Re: best practices for time-series data with massive amounts of records

2015-03-07 Thread Eric Stevens
It's probably quite rare for extremely large time series data to be
querying the whole set of data.  Instead there's almost always a Between X
and Y dates aspect to nearly every real time query you might have against
a table like this (with the exception of most recent N events).

Because of this, time bucketing can be an effective strategy, though until
you understand your data better, it's hard to know how large (or small) to
make your buckets.  Because of *that*, I recommend using timestamp data
type for your bucketing strategy - this gives you the advantage of being
able to reduce your bucket sizes while keeping your at-rest data mostly
still quite accessible.

What I mean is that if you change your bucketing strategy from day to hour,
when you are querying across that changed time period, you can iterate at
the finer granularity buckets (hour), and you'll pick up the coarser
granularity (day) automatically for all but the earliest bucket (which is
easy to correct for when you're flooring your start bucket).  In the
coarser time period, most reads are partition key misses, which are
extremely inexpensive in Cassandra.

If you do need most-recent-N queries for broad ranges and you expect to
have some users whose clickrate is dramatically less frequent than your
bucket interval (making iterating over buckets inefficient), you can keep a
separate counter table with PK of ((user_id), bucket) in which you count
new events.  Now you can identify the exact set of buckets you need to read
to satisfy the query no matter what the user's click volume is (so very low
volume users have at most N partition keys queried, higher volume users
query fewer partition keys).

On Fri, Mar 6, 2015 at 4:06 PM, graham sanderson gra...@vast.com wrote:

 Note that using static column(s) for the “head” value, and trailing TTLed
 values behind is something we’re considering. Note this is especially nice
 if your head state includes say a map which is updated by small deltas
 (individual keys)

 We have not yet studied the effect of static columns on say DTCS


 On Mar 6, 2015, at 4:42 PM, Clint Kelly clint.ke...@gmail.com wrote:

 Hi all,

 Thanks for the responses, this was very helpful.

DIRECTIONS FOR THIS TASK =>
Reproduce the thread from "On Fri, Mar" to "(individual keys)", inclusive, substituting "increments" for "deltas".

SUPPLIED INFORMATION =>

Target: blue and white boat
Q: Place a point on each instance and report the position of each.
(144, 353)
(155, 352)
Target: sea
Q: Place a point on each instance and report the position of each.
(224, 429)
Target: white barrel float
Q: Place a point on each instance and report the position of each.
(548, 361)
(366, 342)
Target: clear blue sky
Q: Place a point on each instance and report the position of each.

==

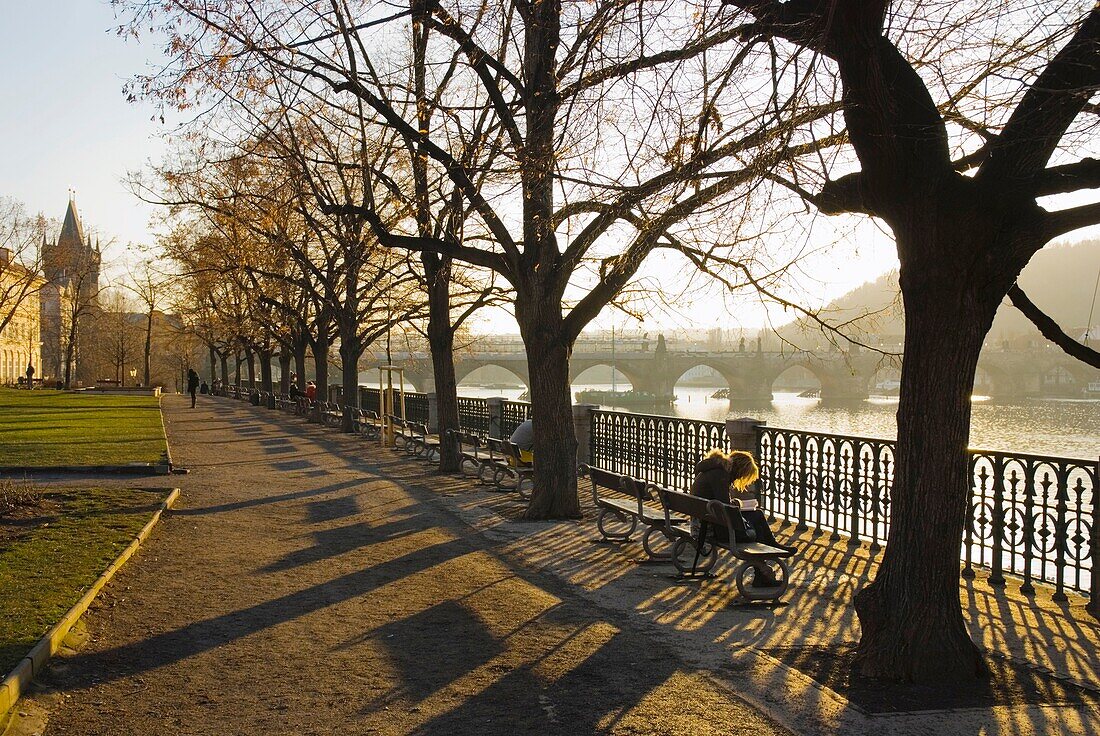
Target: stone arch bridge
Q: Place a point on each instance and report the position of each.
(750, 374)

==

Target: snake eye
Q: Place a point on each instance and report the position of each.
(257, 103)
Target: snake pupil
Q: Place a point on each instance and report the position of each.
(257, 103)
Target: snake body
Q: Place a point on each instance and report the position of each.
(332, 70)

THE REPLY =>
On Fri, Mar 6, 2015 at 4:06 PM, graham sanderson gra...@vast.com wrote:

 Note that using static column(s) for the “head” value, and trailing TTLed
 values behind is something we’re considering. Note this is especially nice
 if your head state includes say a map which is updated by small increments
 (individual keys)